Tasks to carry out:
1. Answer these from the article on Doctor Who videogames, one line each:
(a) Who wrote The First Adventure?
(b) How many lives did a player get in The First Adventure?
(c) What was the first game in The First Adventure called?
2. Name every arcade game that the article on Doctor Who videogames says The First Adventure compiled.
3. Write the next few sentences of the article on Doctor Who videogames, picking up after its last sentence.

[begin Excerpt provided]

The Antique Code Show desk gets the facts

Doctor Who @ 50 Doctor Who has not done well as part of the videogame industry. There have been a fair number of professionally-made games based on the series, but few with the BBC’s official blessing and of them an even smaller number that were actually worth playing for any length of time.

"Good" in this context doesn’t necessarily mean that the game sticks to established continuity. In fact, one of the better Doctor Who games, possibly the very best, played a little fast and loose with the character of the Doctor, but it made for a decent arcade experience.

Doctor Who: The Adventure Games

Join us, then, as we look back at game developers’ attempts to bring the Doctor’s adventures into the hands of computer buffs, from the 8-bit era right up to the present day.

The first official Doctor Who game was, appropriately, called The First Adventure and equally aptly, it was released for the BBC Micro and published by the BBC itself. Written by one Jeremy Ruston, First Adventure was simply a compilation of four popular arcade games - Pac-Man, Frogger, Galaxian and Battleships - each given a Who-style graphical makeover and linked by a very basic storyline centring on the recovery of the Key to Time and its placement at the middle of the universe.

Doctor Who: The First Adventure

All The First Adventure’s levels, like the first, were based on popular arcade games

As a player you got 15 lives - “regenerations” here - and you had 60 minutes to complete all four sub-games. Only the first involved finding the Key to Time - only three segments, not six, mind - with the other three about rescuing a companion and zapping monsters. Having found three Key segments, rescued your assistant, dealt with the Terrordactyls and recovered the Box of Tantalus from alien tea-leaves - presumably you need the Box to put the Key parts in; who can say? - you were done, and the process of taking the Key “to the centre of the universe, where it can be used to initiate the Second Age of Time” was left to your imagination.

As were the graphics. The first game, "Labyrinth of Death", exchanges Pac-Man for the Doctor, but he’s represented as a plus symbol. Ghosts become snakes, which are horizontal or vertical lines. The maze looks more like a cavern, true, but it’s basically "grab the goodies before the baddies get you".

[end Excerpt provided]
[begin Record list]

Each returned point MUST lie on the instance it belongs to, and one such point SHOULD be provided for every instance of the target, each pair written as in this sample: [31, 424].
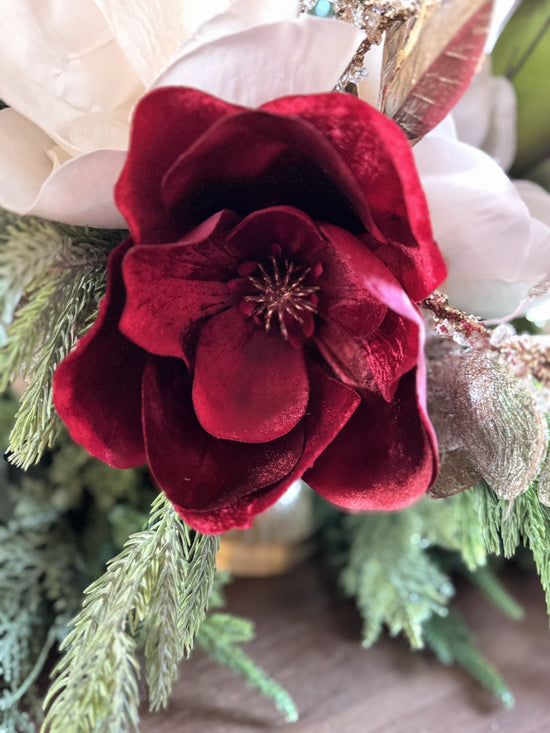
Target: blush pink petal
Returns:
[248, 385]
[97, 387]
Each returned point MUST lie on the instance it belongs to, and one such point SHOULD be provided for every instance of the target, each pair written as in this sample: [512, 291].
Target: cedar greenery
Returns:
[398, 568]
[52, 277]
[96, 678]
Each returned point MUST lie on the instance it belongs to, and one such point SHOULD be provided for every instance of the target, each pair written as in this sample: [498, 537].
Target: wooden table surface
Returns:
[309, 641]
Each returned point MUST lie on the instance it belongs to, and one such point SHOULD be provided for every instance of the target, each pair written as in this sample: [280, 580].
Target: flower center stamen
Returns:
[281, 294]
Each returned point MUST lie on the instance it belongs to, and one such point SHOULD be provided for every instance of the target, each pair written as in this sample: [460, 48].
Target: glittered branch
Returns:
[525, 354]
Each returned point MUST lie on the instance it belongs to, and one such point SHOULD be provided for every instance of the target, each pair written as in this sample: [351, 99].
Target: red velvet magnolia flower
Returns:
[258, 324]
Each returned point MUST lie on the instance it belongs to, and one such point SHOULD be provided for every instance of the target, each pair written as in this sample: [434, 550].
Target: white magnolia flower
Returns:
[73, 70]
[495, 248]
[494, 233]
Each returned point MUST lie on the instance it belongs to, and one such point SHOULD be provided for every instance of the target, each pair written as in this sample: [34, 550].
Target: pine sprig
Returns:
[59, 310]
[29, 246]
[508, 524]
[392, 579]
[451, 641]
[38, 589]
[96, 680]
[219, 637]
[177, 606]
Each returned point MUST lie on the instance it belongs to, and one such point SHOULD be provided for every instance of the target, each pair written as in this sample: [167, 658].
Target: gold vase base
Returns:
[261, 559]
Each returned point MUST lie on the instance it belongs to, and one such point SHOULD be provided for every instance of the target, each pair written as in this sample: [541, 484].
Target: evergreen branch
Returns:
[33, 604]
[44, 332]
[29, 247]
[218, 637]
[450, 640]
[390, 575]
[95, 686]
[177, 607]
[508, 524]
[486, 580]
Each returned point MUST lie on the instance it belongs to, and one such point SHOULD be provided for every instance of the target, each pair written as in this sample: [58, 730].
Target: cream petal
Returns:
[488, 238]
[502, 11]
[536, 198]
[238, 16]
[81, 191]
[485, 117]
[248, 68]
[24, 161]
[151, 31]
[62, 68]
[37, 178]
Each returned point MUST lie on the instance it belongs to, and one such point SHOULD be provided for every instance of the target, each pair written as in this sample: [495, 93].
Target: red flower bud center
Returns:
[281, 292]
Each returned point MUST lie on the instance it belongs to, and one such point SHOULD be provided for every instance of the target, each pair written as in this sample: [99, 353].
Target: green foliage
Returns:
[219, 637]
[52, 277]
[392, 578]
[96, 679]
[523, 54]
[39, 591]
[506, 525]
[449, 638]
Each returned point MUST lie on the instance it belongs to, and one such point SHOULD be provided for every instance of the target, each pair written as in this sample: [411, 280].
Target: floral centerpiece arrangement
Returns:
[245, 249]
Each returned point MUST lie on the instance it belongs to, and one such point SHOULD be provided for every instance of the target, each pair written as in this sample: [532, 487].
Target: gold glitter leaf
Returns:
[425, 79]
[479, 408]
[544, 484]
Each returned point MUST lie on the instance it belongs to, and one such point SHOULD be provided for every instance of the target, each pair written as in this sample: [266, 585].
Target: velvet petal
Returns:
[173, 287]
[253, 160]
[331, 406]
[379, 156]
[97, 387]
[198, 472]
[361, 297]
[166, 122]
[249, 385]
[383, 458]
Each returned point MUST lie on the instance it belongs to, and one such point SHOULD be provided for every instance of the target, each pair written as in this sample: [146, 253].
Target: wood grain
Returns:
[309, 641]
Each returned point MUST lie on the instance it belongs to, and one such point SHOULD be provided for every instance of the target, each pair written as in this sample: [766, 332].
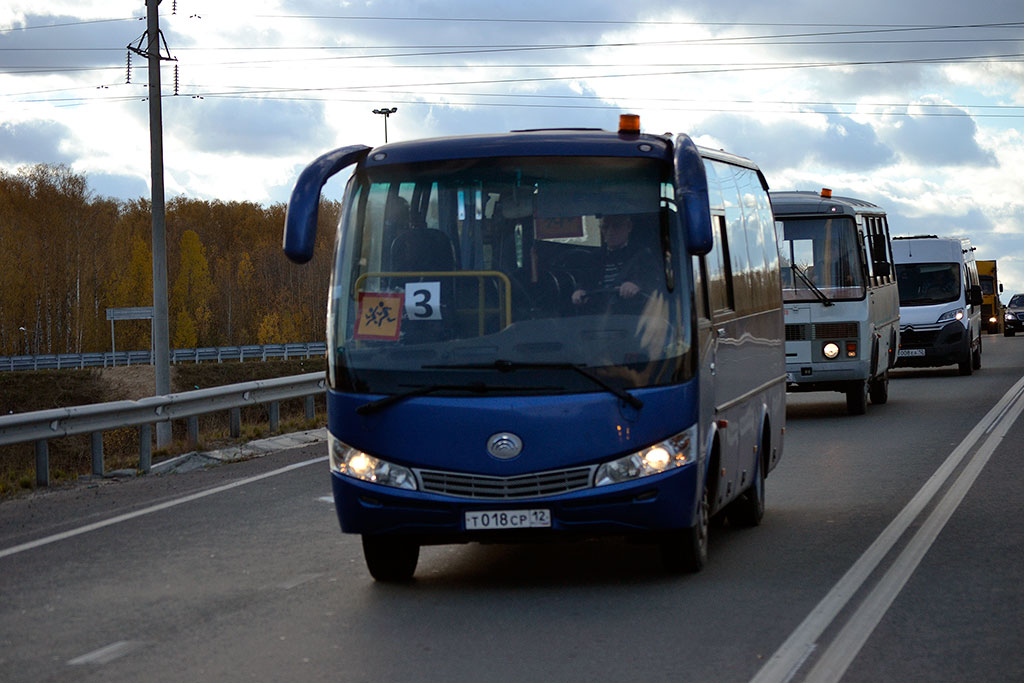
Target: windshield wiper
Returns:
[510, 366]
[475, 387]
[811, 286]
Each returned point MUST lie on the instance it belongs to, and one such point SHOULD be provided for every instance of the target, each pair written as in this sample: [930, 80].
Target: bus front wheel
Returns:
[685, 551]
[880, 388]
[856, 397]
[390, 559]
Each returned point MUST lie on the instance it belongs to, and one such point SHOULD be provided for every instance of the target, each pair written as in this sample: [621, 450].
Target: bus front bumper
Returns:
[650, 505]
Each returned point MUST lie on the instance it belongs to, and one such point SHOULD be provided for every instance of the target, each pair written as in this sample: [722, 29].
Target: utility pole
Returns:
[161, 334]
[385, 112]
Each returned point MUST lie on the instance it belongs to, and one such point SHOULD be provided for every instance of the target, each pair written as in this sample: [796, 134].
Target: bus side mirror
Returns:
[691, 188]
[300, 218]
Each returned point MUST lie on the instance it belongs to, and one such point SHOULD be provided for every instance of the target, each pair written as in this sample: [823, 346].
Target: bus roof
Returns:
[547, 142]
[794, 203]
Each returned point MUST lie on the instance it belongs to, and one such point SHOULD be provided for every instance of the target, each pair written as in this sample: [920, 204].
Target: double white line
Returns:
[785, 663]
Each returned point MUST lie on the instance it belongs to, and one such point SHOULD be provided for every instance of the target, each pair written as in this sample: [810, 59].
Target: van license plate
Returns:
[487, 519]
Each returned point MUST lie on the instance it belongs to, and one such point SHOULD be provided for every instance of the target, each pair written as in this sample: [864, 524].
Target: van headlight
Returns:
[358, 465]
[949, 315]
[674, 452]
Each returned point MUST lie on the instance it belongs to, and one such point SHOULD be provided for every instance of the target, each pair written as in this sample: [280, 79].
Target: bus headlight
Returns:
[675, 452]
[950, 315]
[352, 462]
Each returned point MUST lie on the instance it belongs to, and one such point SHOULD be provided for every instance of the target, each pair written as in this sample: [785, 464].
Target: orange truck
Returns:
[991, 307]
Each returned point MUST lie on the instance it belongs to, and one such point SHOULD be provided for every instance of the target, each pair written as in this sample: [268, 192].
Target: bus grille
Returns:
[796, 332]
[833, 330]
[491, 487]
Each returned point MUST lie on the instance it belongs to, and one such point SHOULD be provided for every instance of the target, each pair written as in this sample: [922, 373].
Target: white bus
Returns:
[940, 302]
[839, 289]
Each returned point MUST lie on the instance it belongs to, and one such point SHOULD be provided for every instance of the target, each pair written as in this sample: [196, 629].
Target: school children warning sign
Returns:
[379, 315]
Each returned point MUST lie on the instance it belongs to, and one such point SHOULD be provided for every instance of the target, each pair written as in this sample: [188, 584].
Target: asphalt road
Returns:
[890, 551]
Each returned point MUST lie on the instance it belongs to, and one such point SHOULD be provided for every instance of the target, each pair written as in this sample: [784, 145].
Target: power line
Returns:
[69, 24]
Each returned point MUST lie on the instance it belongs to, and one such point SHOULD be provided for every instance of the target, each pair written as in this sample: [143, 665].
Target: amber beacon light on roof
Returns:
[629, 123]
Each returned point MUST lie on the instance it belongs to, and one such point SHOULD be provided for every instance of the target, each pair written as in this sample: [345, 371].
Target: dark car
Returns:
[1014, 317]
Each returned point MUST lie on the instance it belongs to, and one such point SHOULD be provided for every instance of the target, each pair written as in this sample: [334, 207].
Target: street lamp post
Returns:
[385, 112]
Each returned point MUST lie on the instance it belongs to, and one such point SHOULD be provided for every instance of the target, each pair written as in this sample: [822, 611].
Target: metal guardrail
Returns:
[203, 354]
[40, 426]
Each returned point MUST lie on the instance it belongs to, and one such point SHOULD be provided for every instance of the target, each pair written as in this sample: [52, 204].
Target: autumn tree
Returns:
[67, 256]
[190, 294]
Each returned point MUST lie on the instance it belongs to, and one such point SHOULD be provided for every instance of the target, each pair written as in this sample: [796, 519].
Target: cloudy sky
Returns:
[914, 105]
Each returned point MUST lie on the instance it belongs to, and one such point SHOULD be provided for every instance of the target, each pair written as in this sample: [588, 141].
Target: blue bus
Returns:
[548, 335]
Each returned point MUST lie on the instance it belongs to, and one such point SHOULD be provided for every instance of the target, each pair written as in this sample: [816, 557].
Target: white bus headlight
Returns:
[672, 453]
[949, 315]
[352, 462]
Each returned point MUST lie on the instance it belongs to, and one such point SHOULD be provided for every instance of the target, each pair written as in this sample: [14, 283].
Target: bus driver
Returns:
[623, 268]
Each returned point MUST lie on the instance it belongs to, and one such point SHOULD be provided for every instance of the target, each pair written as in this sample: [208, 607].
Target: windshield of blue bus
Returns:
[821, 259]
[446, 271]
[927, 284]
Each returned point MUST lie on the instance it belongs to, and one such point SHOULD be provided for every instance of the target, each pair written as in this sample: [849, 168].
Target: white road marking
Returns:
[156, 508]
[783, 665]
[847, 644]
[109, 653]
[297, 581]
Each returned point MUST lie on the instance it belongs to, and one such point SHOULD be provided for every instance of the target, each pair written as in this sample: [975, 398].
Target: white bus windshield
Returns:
[820, 259]
[449, 270]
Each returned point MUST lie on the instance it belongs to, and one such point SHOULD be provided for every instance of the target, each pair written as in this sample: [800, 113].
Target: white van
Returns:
[939, 302]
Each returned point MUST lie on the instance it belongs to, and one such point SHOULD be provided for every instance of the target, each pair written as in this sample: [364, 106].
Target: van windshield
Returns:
[448, 270]
[927, 284]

[end Record list]

Outputs in order:
1.
(a) Jeremy Ruston
(b) 15
(c) "Labyrinth of Death"

2. Pac-Man, Frogger, Galaxian, Battleships

3.
Level two, "The Prison", was more obviously Frogger: guide your little stick Time Lord past rockets, riverine beasties, asteroids and flying saucers to reach the safe spaces at the top of the screen.

Doctor Who: The First Adventure

But the second and third levels were less well disguised

Part three is called "Terrordactyls", which are birds that hover around at the top of the screen trying to crap on you from a great height, but occasionally swoop down for a better shot. You have to shoot ‘em all. The token Who reference is a Tardis graphic up on a ledge. Finally, ‘Box’ is Battleships played on a cross-shaped grid: enter co-ordinates to try and blast the hidden aliens.

Quite apart from being poor, The First Adventure had a painting of Peter Davison on the box. But he quit playing the Doctor in 1984 - around the time the game went on sale - so his picture hindered demand when Colin Baker took over that same year.

The First Adventure starts up

“Really, The First Adventure is just a taster,” admitted BBC Soft spokesman Meyer Solomon at the time. “The next Doctor Who program will probably be a far more elaborate program: an adventure possibly with some graphics and should be ready some time next summer.”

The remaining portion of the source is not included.